##### Extract

Basically I followed the Udacity’s Pytorch IPython notebooks here and worked with Character RNN example. I wrote everything and everything works fine there. However, today I noticed We have different RNN/LSTM types, which are as follows:

  1. many to many

  2. many to one

  3. one to many

  4. one to one!

and apparently getting text input and outputting text is a many to many or sequence to sequence type!

I noticed when training we simply feed a sequence of 100 characters and get outputs with sequence of 100 characters , so far so good! but when it comes to generate text ourselves, I noticed the author used single input (one character-lengthed input!) and using that she generated many text that looked good! by looking good, I mean, words and punctuation were mostly correct, there were actual words and phrases not something random!

However, I tried to see whether feeding multiple characters at once would generate the same output or at least in a similar fashion! but to my surprise, the output was garbage!

Here is how the original sampling functions look like :

def predict(model, input_char , hidden_states, char2int, int2char, length, topk, device): 

    # 1.convert the char into int and then onehot encode it 
    input_int = np.array([char2int[input_char]]).reshape(1,-1)
    input_one_hot = one_hot_encode(input_int, length)
    input_tensor = torch.from_numpy(input_one_hot).to(device)

    output, hidden_states = model(input_tensor, hidden_states)

##########
##### Given entries

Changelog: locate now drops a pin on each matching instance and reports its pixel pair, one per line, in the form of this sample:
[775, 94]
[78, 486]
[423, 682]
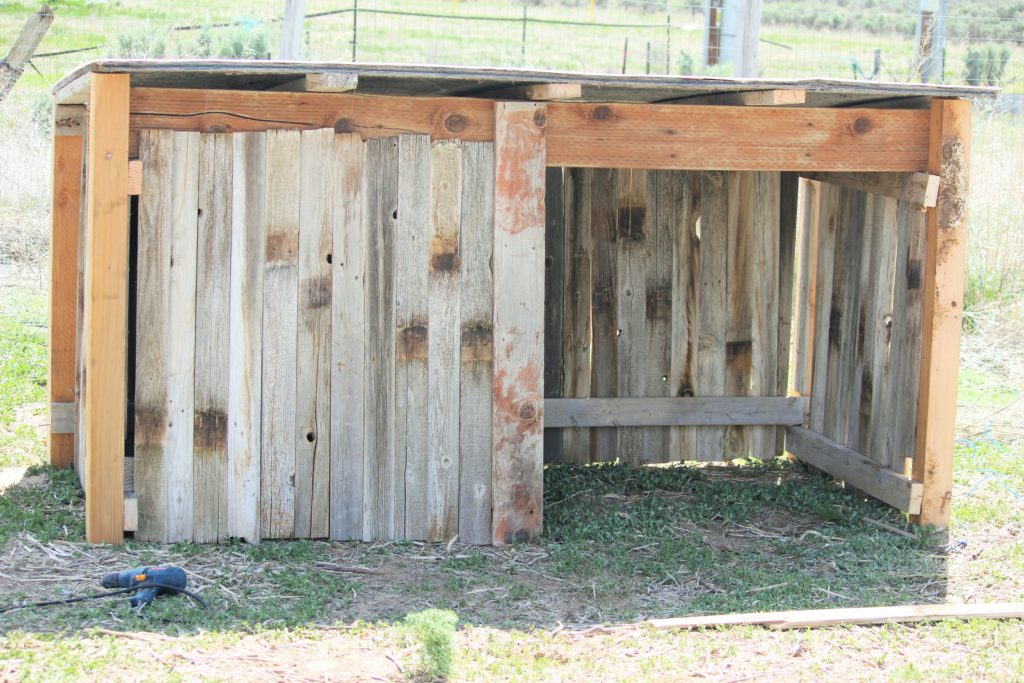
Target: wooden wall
[859, 317]
[313, 337]
[669, 284]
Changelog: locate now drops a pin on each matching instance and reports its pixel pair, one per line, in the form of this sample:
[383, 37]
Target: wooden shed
[372, 301]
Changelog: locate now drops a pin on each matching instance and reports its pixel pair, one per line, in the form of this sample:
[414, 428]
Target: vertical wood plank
[68, 155]
[788, 198]
[152, 334]
[107, 306]
[518, 322]
[412, 309]
[213, 282]
[476, 352]
[381, 225]
[948, 157]
[283, 199]
[578, 335]
[684, 198]
[633, 246]
[554, 300]
[828, 199]
[444, 343]
[245, 380]
[312, 393]
[604, 345]
[347, 339]
[713, 304]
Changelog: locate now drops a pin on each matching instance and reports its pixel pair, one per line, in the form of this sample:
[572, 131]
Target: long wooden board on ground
[810, 619]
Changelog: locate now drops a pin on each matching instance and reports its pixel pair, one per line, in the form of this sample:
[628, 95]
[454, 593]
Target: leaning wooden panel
[412, 333]
[684, 197]
[312, 392]
[280, 334]
[381, 219]
[736, 138]
[476, 349]
[107, 306]
[442, 455]
[713, 304]
[518, 316]
[347, 339]
[213, 282]
[577, 339]
[68, 153]
[245, 385]
[156, 207]
[948, 157]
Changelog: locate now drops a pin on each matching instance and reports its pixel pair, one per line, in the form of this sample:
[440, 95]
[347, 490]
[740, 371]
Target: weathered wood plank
[152, 334]
[715, 411]
[788, 198]
[578, 334]
[213, 283]
[105, 306]
[443, 356]
[245, 385]
[476, 350]
[312, 394]
[827, 223]
[554, 299]
[948, 157]
[634, 254]
[920, 188]
[347, 339]
[67, 199]
[280, 334]
[518, 323]
[713, 304]
[604, 361]
[380, 470]
[685, 199]
[412, 335]
[855, 469]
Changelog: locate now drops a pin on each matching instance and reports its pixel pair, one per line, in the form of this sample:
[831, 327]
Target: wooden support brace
[325, 82]
[920, 188]
[68, 152]
[107, 306]
[949, 158]
[857, 470]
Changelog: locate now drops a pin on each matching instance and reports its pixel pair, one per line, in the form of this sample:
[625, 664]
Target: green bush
[434, 629]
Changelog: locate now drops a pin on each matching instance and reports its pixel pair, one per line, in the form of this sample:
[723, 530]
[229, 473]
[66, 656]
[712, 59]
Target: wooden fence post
[518, 322]
[107, 306]
[949, 157]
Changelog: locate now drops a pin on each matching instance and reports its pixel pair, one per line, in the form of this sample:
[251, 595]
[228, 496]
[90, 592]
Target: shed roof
[436, 81]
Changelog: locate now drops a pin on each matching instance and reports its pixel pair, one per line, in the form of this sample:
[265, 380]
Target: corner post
[68, 153]
[105, 322]
[949, 158]
[517, 475]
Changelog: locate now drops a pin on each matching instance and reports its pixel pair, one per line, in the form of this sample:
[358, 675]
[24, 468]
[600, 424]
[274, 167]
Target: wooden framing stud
[68, 152]
[107, 306]
[949, 158]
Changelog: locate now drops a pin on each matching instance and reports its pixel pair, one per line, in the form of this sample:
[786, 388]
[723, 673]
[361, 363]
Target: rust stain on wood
[413, 342]
[211, 429]
[317, 291]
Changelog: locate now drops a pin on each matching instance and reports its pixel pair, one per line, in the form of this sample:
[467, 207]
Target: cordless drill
[152, 581]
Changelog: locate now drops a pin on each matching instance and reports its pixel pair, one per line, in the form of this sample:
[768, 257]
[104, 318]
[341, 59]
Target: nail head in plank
[518, 322]
[107, 306]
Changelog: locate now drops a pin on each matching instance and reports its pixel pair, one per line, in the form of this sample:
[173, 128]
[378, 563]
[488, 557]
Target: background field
[621, 545]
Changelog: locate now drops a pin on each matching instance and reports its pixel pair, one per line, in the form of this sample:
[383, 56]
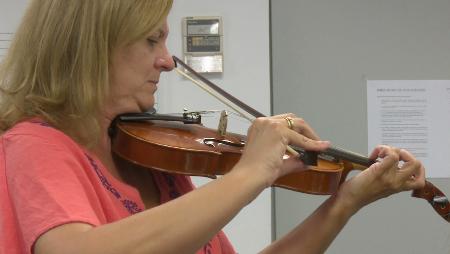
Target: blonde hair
[58, 64]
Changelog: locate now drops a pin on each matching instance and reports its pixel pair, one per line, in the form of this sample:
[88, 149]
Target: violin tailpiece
[436, 198]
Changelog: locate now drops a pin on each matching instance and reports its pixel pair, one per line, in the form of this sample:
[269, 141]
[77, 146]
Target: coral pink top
[46, 180]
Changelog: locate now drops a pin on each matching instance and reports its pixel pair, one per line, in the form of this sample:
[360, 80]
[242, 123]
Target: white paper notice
[414, 115]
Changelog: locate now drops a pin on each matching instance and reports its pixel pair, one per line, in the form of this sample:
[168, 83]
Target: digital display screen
[203, 27]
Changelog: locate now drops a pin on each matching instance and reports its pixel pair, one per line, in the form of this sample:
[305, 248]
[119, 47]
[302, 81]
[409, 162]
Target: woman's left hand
[398, 170]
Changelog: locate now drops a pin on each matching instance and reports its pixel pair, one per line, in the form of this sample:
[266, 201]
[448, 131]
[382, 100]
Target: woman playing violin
[72, 68]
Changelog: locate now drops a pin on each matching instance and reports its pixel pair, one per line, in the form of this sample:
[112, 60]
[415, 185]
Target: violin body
[193, 149]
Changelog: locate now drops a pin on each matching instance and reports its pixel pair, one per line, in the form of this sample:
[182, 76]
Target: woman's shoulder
[35, 134]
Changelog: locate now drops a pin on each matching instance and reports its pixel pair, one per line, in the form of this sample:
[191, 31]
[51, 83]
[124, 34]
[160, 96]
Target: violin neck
[355, 158]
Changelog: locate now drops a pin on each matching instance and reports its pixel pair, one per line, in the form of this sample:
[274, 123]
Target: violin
[183, 145]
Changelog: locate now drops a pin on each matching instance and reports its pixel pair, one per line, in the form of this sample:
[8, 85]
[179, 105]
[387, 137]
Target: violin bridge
[223, 122]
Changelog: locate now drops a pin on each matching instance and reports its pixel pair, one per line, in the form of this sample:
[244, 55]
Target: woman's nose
[165, 62]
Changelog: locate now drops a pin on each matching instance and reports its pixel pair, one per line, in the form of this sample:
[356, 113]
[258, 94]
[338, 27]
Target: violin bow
[435, 197]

##########

Work instructions:
[1] In the character RNN post:
(a) How many characters long are the sequences fed in during training?
(b) What came out when the writer fed several characters at once to generate text?
(c) Which RNN/LSTM type does getting text input and outputting text apparently belong to?
[2] Pick up the character RNN post after its last line and carry it on.
You won't need the records for any of this.

In response:
[1]
(a) 100 characters.
(b) Garbage.
(c) Many to many, or sequence to sequence.

[2]
    hidden_states = tuple(h.data for h in hidden_states)

    output = torch.nn.functional.softmax(output, dim=1).data

    if topk == None: 
        top_characters = output.topk(np.arange(length))
    else : 
        probs, top_characters = output.topk(topk)

    top_characters = top_characters.cpu().numpy().squeeze()
    probs = probs.cpu().numpy().squeeze()

    char = np.random.choice(top_characters, p=probs/probs.sum())

    return int2char[char], hidden_states

def sample(model, size, string_prime, topk, device ): 
    model.eval() 
    device = torch.device('cuda' if torch.cuda.is_available() else 'cpu') 
    chars = [c for c in string_prime]
    w = (next(model.parameters())).data
    h = (w.new_zeros(model.num_layers,1,model.hidden_size).to(device),
        w.new_zeros(model.num_layers,1,model.hidden_size).to(device)  )

    for c in string_prime:
        char, h = predict(model, c, h, model.char2int,model.int2char, 83,5,device)
    chars.append(char)

    for c in range(size): 
        char, h = predict(model, chars[-1], h, model.char2int,model.int2char,83,5,device)
        chars.append(char)

    return ''.join(chars)
    
sample(model, 1000,'The time', 5, device)

And this is my version which creates garbage output on the very same model that the above functions create very good resulta! :

def predict2(model, input_string , hidden_states, char2int, int2char, length, topk, device): 
    # 1.convert the string into char and then int and then one-hot encode it 
    all_chars = [char for char in input_string]
    input_int = np.array([char2int[ch] for ch in all_chars]).reshape(1,-1)
    input_one_hot = one_hot_encode(input_int, length)
    input_tensor = torch.from_numpy(input_one_hot).to(device)

    output, hidden_states = model(input_tensor, hidden_states)
    # remove hidden state history or something else that I dont fully understand!!
    hidden_states = tuple(h.data for h in hidden_states)

    # our output is distribution! and we need distribution probability so 
    # we use softmax, we also use .data attribute/property since we are after
    # the values and dont need grads!
    output = torch.nn.functional.softmax(output, dim=1).data

    # now lets take the most probable characters and among them get the highest!
    if topk == None: 
        top_characters = output.topk(np.arange(length))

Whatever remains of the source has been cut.